● **Work instructions**
Return every line below as is, leaving out the pictures.

[begin Input]

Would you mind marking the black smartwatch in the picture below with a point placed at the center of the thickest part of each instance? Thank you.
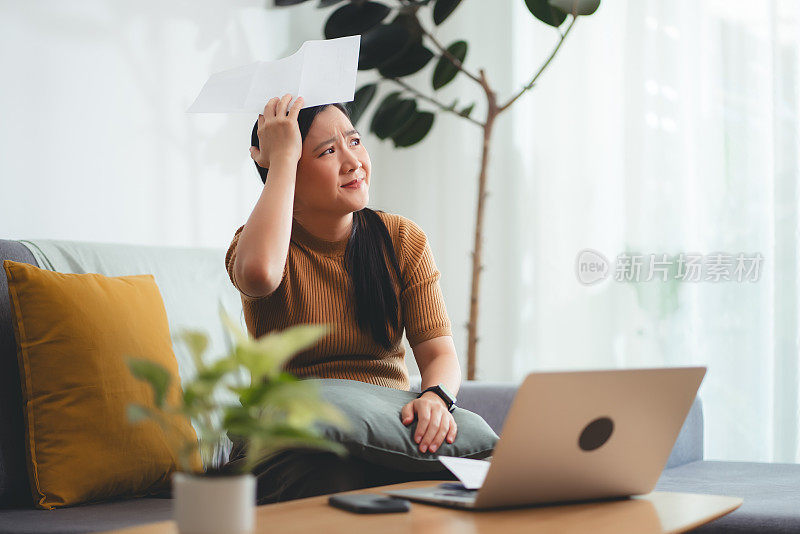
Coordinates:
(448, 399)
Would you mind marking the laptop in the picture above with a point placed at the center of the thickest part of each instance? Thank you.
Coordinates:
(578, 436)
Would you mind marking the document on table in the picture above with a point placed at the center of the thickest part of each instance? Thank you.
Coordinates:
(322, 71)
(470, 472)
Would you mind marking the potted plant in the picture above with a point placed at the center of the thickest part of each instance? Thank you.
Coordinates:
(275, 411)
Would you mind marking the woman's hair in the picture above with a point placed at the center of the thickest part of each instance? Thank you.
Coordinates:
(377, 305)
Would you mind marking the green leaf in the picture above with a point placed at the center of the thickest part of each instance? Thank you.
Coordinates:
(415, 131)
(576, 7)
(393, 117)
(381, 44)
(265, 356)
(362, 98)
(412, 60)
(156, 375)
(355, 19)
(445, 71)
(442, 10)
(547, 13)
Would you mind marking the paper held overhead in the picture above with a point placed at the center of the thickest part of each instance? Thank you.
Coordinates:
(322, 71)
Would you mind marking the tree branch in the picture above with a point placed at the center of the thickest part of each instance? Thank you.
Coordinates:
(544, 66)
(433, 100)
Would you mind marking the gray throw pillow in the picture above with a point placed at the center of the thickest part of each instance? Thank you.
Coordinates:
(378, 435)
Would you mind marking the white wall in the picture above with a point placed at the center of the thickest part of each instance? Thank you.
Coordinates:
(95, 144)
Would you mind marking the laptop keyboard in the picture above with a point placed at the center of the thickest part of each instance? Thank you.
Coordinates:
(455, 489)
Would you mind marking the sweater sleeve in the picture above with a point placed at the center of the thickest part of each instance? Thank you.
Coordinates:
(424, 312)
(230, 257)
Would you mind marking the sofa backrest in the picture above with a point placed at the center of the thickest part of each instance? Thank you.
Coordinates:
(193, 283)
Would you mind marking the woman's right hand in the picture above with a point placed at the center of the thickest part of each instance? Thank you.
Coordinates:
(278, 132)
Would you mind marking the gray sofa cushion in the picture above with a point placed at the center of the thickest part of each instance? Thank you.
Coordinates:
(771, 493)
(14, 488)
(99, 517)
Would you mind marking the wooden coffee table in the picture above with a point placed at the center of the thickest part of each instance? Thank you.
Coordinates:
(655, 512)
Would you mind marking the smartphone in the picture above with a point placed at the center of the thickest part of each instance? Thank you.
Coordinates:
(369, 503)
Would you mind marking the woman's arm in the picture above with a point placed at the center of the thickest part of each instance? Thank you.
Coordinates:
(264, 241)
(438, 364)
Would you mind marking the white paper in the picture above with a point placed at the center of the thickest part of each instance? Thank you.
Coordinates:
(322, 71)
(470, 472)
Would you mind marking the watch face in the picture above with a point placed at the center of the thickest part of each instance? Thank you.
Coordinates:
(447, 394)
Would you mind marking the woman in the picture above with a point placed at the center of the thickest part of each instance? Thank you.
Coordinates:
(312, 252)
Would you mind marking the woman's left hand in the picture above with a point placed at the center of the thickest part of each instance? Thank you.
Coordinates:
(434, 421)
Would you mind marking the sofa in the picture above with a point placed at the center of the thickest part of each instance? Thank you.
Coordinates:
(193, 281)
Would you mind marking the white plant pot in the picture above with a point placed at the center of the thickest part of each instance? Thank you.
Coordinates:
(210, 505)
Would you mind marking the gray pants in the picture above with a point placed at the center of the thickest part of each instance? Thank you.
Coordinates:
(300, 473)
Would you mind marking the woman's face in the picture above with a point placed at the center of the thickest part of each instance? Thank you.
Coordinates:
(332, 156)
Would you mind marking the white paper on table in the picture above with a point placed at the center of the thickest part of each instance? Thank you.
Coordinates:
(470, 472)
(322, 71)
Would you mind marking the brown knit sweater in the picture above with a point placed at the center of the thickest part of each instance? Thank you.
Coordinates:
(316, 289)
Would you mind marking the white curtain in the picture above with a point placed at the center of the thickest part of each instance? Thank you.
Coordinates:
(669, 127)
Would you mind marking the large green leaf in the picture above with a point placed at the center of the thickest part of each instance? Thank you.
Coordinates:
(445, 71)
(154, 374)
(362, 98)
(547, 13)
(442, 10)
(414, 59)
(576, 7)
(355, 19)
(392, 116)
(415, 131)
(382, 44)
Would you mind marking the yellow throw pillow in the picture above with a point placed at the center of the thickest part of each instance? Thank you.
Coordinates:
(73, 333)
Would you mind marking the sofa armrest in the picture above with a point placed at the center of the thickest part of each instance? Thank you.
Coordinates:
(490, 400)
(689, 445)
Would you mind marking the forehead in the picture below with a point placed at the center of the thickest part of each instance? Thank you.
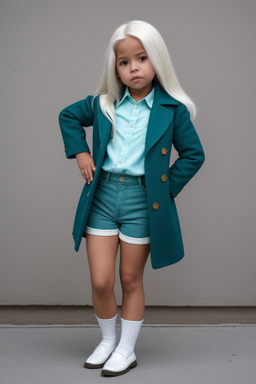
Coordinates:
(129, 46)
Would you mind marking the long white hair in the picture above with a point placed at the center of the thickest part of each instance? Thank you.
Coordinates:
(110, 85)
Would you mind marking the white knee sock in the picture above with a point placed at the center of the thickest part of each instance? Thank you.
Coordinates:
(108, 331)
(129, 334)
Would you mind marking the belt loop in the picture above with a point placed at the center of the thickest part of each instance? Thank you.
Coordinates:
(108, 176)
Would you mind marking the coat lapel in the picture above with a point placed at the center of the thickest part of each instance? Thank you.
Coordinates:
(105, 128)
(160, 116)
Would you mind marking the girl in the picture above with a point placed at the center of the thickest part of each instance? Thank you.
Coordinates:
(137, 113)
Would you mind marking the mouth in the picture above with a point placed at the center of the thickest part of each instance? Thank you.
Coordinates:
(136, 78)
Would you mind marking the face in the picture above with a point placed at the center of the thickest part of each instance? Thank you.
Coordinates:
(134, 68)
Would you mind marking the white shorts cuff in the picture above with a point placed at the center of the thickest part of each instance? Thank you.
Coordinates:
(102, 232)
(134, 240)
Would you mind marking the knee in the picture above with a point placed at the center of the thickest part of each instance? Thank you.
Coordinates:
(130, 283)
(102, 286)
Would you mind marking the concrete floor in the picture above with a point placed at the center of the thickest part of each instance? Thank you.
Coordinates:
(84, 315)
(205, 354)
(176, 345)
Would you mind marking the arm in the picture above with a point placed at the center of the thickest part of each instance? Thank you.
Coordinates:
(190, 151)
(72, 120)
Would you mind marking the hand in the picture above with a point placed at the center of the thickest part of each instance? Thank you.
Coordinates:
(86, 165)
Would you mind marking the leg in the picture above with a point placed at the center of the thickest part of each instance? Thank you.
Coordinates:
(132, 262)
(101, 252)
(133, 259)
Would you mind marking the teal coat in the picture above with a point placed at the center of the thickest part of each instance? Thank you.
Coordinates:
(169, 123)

[end Input]

● **Exercise response**
Would you mind marking the black smartwatch in the picture below with a point placed at the center of the thickest part of each instance? Thank you.
Coordinates:
(448, 399)
Would you mind marking the laptop in the picture above with a point placed at the center of the thickest part of each instance? Thank you.
Coordinates:
(578, 436)
Would you mind marking the document on table in the picture above with a point placed at the center of the thickest part of each instance? Thank you.
Coordinates:
(322, 71)
(470, 472)
Would you mind marking the potted plant in the picture above with a point placed at the center of the thickest part of each instance? Thank you.
Coordinates:
(275, 411)
Would you mind marking the woman's hair in the picture above with a point placed at the center of the thickest part of each instance? Thank you.
Coordinates:
(377, 305)
Would you mind marking the green leaf in the picture above with a point placed at the center of the thickest part of each instance? Thank you.
Coordinates:
(415, 131)
(576, 7)
(393, 117)
(381, 44)
(265, 356)
(362, 98)
(412, 60)
(156, 375)
(355, 19)
(445, 71)
(442, 10)
(547, 13)
Would you mind marking the paper held overhead in the picture above with a point placed at the center of the thickest part of each instance? Thank you.
Coordinates:
(322, 71)
Would you mind marking the tree branch in the picture above with a point placed at the center of the thickest part of each instance? Thank you.
Coordinates:
(544, 66)
(433, 100)
Would you mind marking the gray throw pillow in the picture above with a point placed at the center of the thickest part of each instance? Thank you.
Coordinates:
(378, 435)
Would you mind marking the white wall in the picture above with a point placed at the center of the thickest part of each instance? Thank you.
Coordinates:
(95, 144)
Would you mind marking the laptop keyboard in the picture above with a point placed at the center of the thickest part of each instance? Thank you.
Coordinates:
(455, 489)
Would you mind marking the sweater sleeve in the picture above with a point placed at the center of the thickest part of each instance? Thank you.
Coordinates:
(424, 312)
(230, 257)
Would you mind marking the sofa backrest in the picture above with a point placed at the center of the thickest part of each instance? Thank you.
Coordinates:
(193, 283)
Would you mind marking the woman's right hand in the picture above with a point placed at the center of the thickest part of each instance? Thank you.
Coordinates:
(278, 132)
Would you mind marking the gray sofa cushion in the picture above with a point placed at the center of the thickest part of each instance? Thank you.
Coordinates:
(771, 493)
(14, 488)
(99, 517)
Would you mind marking the wooden coffee table in the picture above with a point placed at the center of the thickest part of each instance? Thank you.
Coordinates:
(655, 512)
Would you mind marking the smartphone in the picture above with a point placed at the center of the thickest part of each instance? Thank you.
Coordinates:
(369, 503)
Would you mind marking the woman's arm in the picture above with a point placed at the center of the thickest part of each instance? Thank you.
Coordinates:
(264, 241)
(438, 364)
Would you mind marking the white paper in the picture above with a point placed at the center of the thickest part of each instance? Thank you.
Coordinates:
(322, 71)
(470, 472)
Would you mind marking the watch face in the picture above with a point placed at the center of the thickest part of each instance? Thank you.
Coordinates:
(447, 394)
Would you mind marking the woman in the picture above with a point placed at the center of the thickest part of each instance? Thank you.
Coordinates:
(312, 252)
Would you mind marking the woman's left hand in the picture above with a point placed at the center of the thickest part of each instance? Thank you.
Coordinates:
(434, 421)
Would you mind marking the sofa in the picture above with a point placed at the center of the thickest part of each instance? Thank you.
Coordinates:
(193, 281)
Would you mind marking the white plant pot in the picture above with a point placed at the center of the thickest part of each instance? Thank you.
Coordinates:
(210, 505)
Would you mind marking the gray pants in the picture above with a point placed at the center of the thickest part of each instance? Thank you.
Coordinates:
(300, 473)
Would you mind marking the woman's face in the picture above with a point placed at the center of the thickest part of each instance? Thank you.
Coordinates:
(332, 156)
Would you mind marking the white paper on table in the picture above with a point placed at the center of the thickest part of each instance? Thank you.
Coordinates:
(470, 472)
(322, 71)
Would you mind marking the brown knit sweater in the picture above with a point placed at the center of the thickest part of each instance? Thank you.
Coordinates:
(316, 289)
Would you mind marking the white curtain in the picture above with a point placed at the center of the thickest part of each instance? Thank you.
Coordinates:
(669, 127)
Would you mind marking the large green leaf in the picture above with a point placed at the center of the thickest part of each instance? Thank you.
Coordinates:
(445, 71)
(154, 374)
(362, 98)
(547, 13)
(442, 10)
(414, 59)
(576, 7)
(355, 19)
(392, 116)
(415, 131)
(382, 44)
Would you mind marking the yellow throw pillow in the picture above with a point placed at the center of the thickest part of each instance? Thank you.
Coordinates:
(73, 333)
Would you mind marking the sofa armrest in the picture above with a point placed at the center of the thickest part of each instance? Thank you.
Coordinates:
(490, 400)
(689, 445)
Would you mind marking the forehead in the picture below with a point placed at the center of the thickest part of each instance? Thank you.
Coordinates:
(129, 46)
Would you mind marking the long white hair in the picture above with a point placed at the center of the thickest part of each instance? Thank you.
Coordinates:
(110, 85)
Would you mind marking the white knee sock in the picture above with a point placed at the center of the thickest part of each instance? Thank you.
Coordinates:
(108, 331)
(129, 334)
Would you mind marking the belt loop in the picture above with a point placed at the center of the thickest part of each instance? Thank you.
Coordinates:
(108, 176)
Would you mind marking the coat lapel in the picture above with a point placed at the center of the thickest part of each instance? Thank you.
Coordinates:
(105, 128)
(160, 116)
Would you mind marking the girl in the picture above with a point placed at the center of the thickest part of each instance? Thank you.
Coordinates:
(137, 113)
Would you mind marking the mouth in the picture above with a point placed at the center of the thickest part of each instance? Thank you.
Coordinates:
(136, 78)
Would you mind marking the face in the picture above with a point placed at the center of the thickest part of each instance? Thank you.
Coordinates:
(134, 68)
Would you mind marking the white shorts cuff in the picture above with a point placed at the center of the thickest part of each instance? Thank you.
Coordinates:
(102, 232)
(134, 240)
Would you mind marking the knee in the picture above with a point placed at the center of the thickest part of each instance? Thank you.
Coordinates:
(130, 283)
(102, 286)
Would you mind marking the concrete floor in the picture above with a point placed at the center of the thickest part of each instance? Thank you.
Coordinates:
(84, 315)
(205, 354)
(176, 345)
Would you mind marking the arm in the picture above with a point placed at the center of the thickest part of each instance? Thank you.
Coordinates:
(190, 151)
(72, 120)
Would you mind marking the hand in the picture above with a point placed at the center of the thickest part of each instance? Thank you.
Coordinates:
(86, 165)
Would you mind marking the leg in the picture above with a point placed at the center of the thickest part of each instance? Thank you.
Coordinates:
(132, 262)
(101, 252)
(133, 259)
Would you mind marking the teal coat in the picture above with a point placed at the center of the thickest part of each instance? Thank you.
Coordinates:
(169, 123)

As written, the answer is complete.